DIRECTIVE: Reproduce every line of the material below, but drop the pictures.

-*-*-

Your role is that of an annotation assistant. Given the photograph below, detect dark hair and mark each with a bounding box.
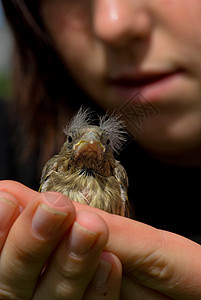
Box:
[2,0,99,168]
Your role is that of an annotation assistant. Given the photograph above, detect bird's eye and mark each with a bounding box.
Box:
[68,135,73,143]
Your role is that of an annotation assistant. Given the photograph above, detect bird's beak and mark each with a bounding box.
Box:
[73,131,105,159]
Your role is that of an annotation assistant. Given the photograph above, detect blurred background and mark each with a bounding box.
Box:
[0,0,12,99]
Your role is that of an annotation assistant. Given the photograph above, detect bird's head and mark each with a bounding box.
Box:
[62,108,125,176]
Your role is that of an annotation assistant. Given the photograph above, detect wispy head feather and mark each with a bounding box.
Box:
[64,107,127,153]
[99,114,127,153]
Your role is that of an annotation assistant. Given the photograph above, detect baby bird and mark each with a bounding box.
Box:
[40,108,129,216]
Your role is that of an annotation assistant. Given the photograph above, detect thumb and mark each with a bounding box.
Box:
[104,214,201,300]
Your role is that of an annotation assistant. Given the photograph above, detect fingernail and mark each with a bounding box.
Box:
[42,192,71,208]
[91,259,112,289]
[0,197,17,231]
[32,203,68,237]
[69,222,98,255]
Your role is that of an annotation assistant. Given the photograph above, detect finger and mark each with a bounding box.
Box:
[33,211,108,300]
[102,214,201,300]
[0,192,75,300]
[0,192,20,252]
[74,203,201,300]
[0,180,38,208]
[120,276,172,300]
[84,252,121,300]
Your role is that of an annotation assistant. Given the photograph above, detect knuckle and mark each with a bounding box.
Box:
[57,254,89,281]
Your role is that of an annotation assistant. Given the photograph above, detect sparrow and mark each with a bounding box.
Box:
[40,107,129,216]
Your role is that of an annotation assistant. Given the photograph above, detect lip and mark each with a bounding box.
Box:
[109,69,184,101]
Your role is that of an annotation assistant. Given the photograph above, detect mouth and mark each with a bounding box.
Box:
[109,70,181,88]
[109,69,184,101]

-*-*-

WRITTEN RESPONSE:
Your role is that of an annotation assistant. Given the photograph below, detect dark hair and mark each with a bounding box.
Box:
[2,0,99,168]
Your role is that of an annotation assistant. Given the photograph above, detect bird's eye and mark each with a bounding box.
Box:
[68,135,73,143]
Your role is that of an annotation assistant. Given the photograph above, detect bird's beak and mark each with a bounding box.
Box:
[73,131,105,159]
Your role is that of an annotation assistant. Given the photograph above, detect blurred background and mark each with a bounding box.
Box:
[0,0,12,99]
Your role is that of an annotation assistant. Given the photograph above, detect bird's head and mark each with a bounding box.
Box:
[62,108,125,176]
Your role is that of an annotation assistant. Given the photograph above, detect wispy head feather and mark each with a bounding box.
Box:
[64,107,127,153]
[99,114,127,153]
Your role is that of an annotation assistant. Given the photograph above, detect baby bird and mark each with a bounding box.
Box:
[40,108,129,216]
Your role is that of an annotation assistant. Given the photograph above, detect thumb and mark each with a bounding box.
Box:
[104,214,201,300]
Your role is that of an annotation assistant. Given the photograph above, detect fingernail and mark each with a bounding box.
Box:
[42,192,71,208]
[91,259,112,289]
[0,197,17,231]
[32,203,68,237]
[69,222,98,255]
Your role is that of an annotation assistant. Given the photograph above, detect finger and mark each with a bounding box.
Box:
[33,211,108,300]
[102,214,201,300]
[0,192,75,300]
[0,192,20,252]
[74,203,201,300]
[0,180,38,208]
[120,276,172,300]
[84,252,121,300]
Your role is that of an annotation assistant. Given the photograph above, detect knuckle and mark each with a bounding box.
Box:
[57,254,89,281]
Your role is that of an annotation assistant. Given the photograph above, detect sparrow and mark each with a bounding box.
Box:
[40,107,129,216]
Your role is that of an annotation assistant. Given the photograph above, detect lip and mark each with a bounding box.
Box:
[109,69,184,101]
Your role is that of an annotation assistant. Given the photograph above, detect mouth and mark each with a bounding box.
Box:
[109,70,181,88]
[109,69,184,101]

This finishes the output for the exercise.